- **Stated problem**: Return each entry exactly, omitting nothing.
☆ ☆ ☆ ☆ ☆
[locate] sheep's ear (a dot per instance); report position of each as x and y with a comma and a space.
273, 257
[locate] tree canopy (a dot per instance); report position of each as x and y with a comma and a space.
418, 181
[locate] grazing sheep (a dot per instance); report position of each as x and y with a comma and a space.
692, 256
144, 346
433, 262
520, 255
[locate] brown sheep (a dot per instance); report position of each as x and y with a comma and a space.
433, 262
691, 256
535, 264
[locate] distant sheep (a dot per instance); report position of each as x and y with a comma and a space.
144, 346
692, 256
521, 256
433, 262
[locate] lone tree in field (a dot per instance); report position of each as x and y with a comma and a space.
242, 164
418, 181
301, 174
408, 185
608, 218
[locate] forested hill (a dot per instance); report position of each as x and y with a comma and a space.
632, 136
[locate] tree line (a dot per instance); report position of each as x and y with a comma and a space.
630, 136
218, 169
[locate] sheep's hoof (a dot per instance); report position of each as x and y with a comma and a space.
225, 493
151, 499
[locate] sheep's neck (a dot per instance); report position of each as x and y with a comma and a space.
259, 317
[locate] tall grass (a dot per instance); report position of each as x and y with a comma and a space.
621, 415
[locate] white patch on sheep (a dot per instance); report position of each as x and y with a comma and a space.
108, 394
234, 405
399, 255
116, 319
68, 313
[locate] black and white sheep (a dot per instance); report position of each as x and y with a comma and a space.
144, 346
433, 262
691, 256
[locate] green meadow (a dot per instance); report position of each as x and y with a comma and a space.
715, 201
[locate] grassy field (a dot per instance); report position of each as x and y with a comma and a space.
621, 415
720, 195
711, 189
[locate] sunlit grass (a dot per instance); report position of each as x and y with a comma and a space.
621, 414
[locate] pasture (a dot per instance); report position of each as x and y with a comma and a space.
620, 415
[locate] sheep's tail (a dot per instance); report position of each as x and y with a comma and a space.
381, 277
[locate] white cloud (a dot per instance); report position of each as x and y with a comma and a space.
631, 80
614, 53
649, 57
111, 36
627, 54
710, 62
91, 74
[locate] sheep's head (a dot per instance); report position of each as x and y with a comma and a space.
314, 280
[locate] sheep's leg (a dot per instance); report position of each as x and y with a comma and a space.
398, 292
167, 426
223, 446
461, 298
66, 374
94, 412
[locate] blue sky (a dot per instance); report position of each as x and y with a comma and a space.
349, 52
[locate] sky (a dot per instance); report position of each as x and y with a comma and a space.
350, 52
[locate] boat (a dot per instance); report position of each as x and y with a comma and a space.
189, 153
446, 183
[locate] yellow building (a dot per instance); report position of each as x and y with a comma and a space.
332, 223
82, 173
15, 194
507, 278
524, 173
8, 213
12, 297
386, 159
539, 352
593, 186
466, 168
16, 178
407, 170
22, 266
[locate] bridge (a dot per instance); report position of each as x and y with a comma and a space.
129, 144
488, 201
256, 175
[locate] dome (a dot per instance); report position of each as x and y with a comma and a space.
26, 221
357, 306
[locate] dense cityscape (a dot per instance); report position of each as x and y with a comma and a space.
☆ ☆ ☆ ☆ ☆
- **Correct answer**:
[locate] sheep's ear (a dot per instance); report position of each as x and y with a comma and a space.
273, 257
[locate] tree canopy (a dot per instance); report position of each as x and y with a comma and a space.
418, 181
[locate] grazing sheep (a dot per instance); report position of each as x and y with a comma and a space.
692, 256
144, 346
433, 262
520, 255
[locate] brown sheep (a dot per instance); report position of each as x and y with a comma and a space.
433, 262
691, 256
535, 264
[locate] distant sheep (a dot per instance); report position of each as x and y with a comma and a space.
144, 346
692, 256
521, 256
433, 262
[locate] lone tree in field (a dot per instance); report position of each as x and y with a comma and a space.
242, 164
418, 181
301, 174
408, 185
608, 218
[locate] forested hill (a dot per instance); report position of each as x and y with a comma and a space.
632, 136
[locate] tree line (a dot per instance); report position of each as x and y with a comma and a space.
630, 136
218, 169
[locate] sheep's hoof (a dot per instance); report position of each as x and y with a comma and a space.
225, 493
151, 499
[locate] sheep's neck (a dot per instance); report position of each as x and y with a comma and a space.
259, 317
[locate] tall grass (a dot per instance); report position of each as x and y with a comma and a space.
621, 415
[locate] white patch on sheep (a dot per instance); report position of each as x and y with a comma and a space.
108, 394
234, 405
399, 255
116, 319
68, 313
[locate] black and white sheep (a dot per instance); report position of each as x and y with a comma and a space.
144, 346
433, 262
691, 256
[locate] green meadow (a dot per instance); report position of each as x and y with a comma and a space.
715, 201
[locate] grassy field (a dot per instance); report position of each as x and y with a comma and a space.
621, 415
720, 195
711, 189
[locate] sunlit grass (a dot per instance); report position of each as x and y with a comma and a space.
621, 414
[locate] pasture (a dot per instance); report position of each as x and y with a comma and a space.
620, 415
[locate] sheep's tail (a dot per instance); report position of each as x and y with a comma and a space.
381, 277
[locate] white cloud (a dot per instance); report position of each as x and y with a comma and a space.
631, 80
614, 53
649, 57
111, 36
627, 54
710, 62
91, 74
[locate] sheep's head (a dot per instance); report position of each as x and y with a comma and a space.
314, 280
[locate] sheep's leg (a dot per instance); report position of each as x and y with a comma and a space.
398, 292
167, 426
223, 446
461, 298
66, 374
94, 412
[locate] blue sky (a dot per instance); report position of each as x and y with a comma and a space.
349, 52
[locate] sky (a dot per instance); report position of each as x and y with a comma and a space.
350, 52
[locate] boat (a dot per instance); report position of each as x and y with a comma and a space.
189, 153
446, 183
[locate] yellow building (a dot per instance); report position of each as x and y with a comma and a space.
332, 223
82, 173
15, 194
507, 278
524, 173
8, 213
12, 297
386, 159
539, 352
593, 186
466, 168
16, 178
407, 170
22, 266
[locate] bridge (a dot per instance); report position of each as x and y with a comma and a space.
129, 144
488, 201
256, 175
[locate] dome (a dot per instance); report position of each as x and y with a comma and a space.
26, 221
357, 306
[locate] dense cityscape (a dot per instance); report position of each as x and y with a comma and a space.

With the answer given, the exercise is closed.